-- Information supplied --

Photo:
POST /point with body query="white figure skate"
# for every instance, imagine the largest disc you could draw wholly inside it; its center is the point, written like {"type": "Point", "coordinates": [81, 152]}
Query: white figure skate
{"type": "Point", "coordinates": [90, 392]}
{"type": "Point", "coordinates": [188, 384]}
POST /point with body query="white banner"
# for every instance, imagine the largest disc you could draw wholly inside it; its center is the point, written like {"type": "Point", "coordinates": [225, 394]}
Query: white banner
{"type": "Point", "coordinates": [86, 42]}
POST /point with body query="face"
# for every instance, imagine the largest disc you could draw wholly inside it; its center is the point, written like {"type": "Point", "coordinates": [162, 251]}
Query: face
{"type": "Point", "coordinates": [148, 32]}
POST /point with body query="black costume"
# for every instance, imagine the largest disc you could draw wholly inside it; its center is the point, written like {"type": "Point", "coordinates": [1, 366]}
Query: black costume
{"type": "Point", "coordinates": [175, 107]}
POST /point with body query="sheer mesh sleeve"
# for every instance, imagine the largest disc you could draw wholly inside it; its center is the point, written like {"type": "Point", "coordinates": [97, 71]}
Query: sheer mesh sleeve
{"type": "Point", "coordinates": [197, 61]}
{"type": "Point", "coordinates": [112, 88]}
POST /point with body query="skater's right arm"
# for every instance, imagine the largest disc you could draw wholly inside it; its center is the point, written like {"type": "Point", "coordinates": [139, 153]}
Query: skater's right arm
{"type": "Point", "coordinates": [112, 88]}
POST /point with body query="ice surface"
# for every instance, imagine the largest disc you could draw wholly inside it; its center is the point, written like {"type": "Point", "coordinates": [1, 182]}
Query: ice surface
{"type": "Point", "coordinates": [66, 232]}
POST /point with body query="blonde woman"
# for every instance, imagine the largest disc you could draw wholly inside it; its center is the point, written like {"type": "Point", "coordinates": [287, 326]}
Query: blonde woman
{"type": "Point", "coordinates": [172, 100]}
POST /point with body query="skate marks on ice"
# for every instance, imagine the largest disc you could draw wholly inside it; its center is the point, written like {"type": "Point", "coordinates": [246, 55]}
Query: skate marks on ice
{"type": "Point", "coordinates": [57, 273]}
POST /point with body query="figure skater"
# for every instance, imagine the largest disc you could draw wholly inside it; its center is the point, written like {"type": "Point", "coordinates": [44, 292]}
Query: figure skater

-- Task directions --
Take from the listing above each line that contains the string "with".

-- Exercise answer --
POST /point with body query="white figure skate"
POST /point with body query="white banner"
POST /point with body query="face"
POST /point with body query="black costume"
POST /point with body query="sheer mesh sleeve"
POST /point with body query="skater's right arm"
POST /point with body query="ice surface"
POST /point with body query="blonde woman"
POST /point with body query="skate marks on ice"
POST /point with body query="figure skater"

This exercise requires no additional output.